§ **Task goal**:
Among the lines below, take the one holding "The function indicates a point for each instance of the pavement", the one holding "The function indicates a point for each instance of the front", and all lines between them. Set them down exactly.

§ **Input data**:
--- START ---

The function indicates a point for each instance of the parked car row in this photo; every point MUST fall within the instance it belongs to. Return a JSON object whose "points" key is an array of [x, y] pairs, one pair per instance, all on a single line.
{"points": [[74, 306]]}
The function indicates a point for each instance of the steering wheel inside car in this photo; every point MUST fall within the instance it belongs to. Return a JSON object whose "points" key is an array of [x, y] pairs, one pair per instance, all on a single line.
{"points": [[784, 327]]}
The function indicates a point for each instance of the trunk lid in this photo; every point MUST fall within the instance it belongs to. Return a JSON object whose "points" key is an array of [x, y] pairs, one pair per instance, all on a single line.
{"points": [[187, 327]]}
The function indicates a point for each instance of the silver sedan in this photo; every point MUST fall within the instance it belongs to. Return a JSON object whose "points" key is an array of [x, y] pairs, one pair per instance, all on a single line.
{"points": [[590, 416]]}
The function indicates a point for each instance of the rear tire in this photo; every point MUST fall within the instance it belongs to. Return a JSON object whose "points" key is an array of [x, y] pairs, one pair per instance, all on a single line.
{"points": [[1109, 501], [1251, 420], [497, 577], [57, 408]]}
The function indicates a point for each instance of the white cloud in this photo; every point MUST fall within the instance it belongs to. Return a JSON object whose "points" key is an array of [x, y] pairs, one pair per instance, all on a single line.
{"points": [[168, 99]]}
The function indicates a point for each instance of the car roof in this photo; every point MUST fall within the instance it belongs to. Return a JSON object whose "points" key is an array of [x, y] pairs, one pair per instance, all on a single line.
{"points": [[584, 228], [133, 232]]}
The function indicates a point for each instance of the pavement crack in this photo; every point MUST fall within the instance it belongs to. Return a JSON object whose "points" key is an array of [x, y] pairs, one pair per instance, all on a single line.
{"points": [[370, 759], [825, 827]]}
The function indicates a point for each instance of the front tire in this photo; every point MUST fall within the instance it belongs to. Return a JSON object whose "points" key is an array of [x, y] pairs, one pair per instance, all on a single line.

--- END ---
--- START ---

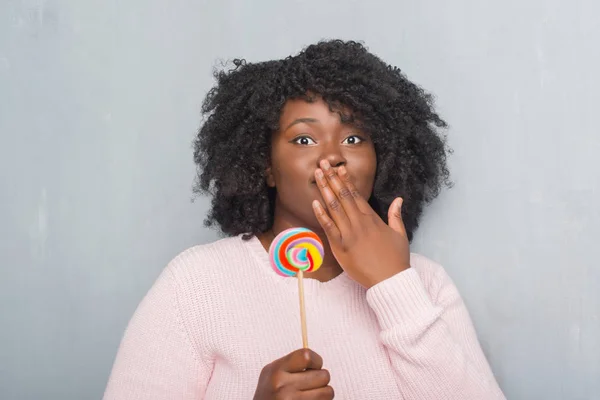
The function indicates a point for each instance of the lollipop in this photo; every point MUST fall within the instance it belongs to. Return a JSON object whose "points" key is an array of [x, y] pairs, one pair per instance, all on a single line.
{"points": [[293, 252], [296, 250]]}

--- END ---

§ **Answer box**:
The function indicates a point for each instance of the pavement crack in this photo; every point MUST fall within the instance it belongs to. Return a JSON object whose "points" key is an array of [x, y] pairs, one pair per instance, all on a single line.
{"points": [[370, 759], [825, 827]]}
The function indicates a point for each instance of the front tire in this photo; every point MUST fall within the instance it belongs to. Return a JSON object whose "points" key is an array of [x, y] pairs, one pair per instance, all on a single line.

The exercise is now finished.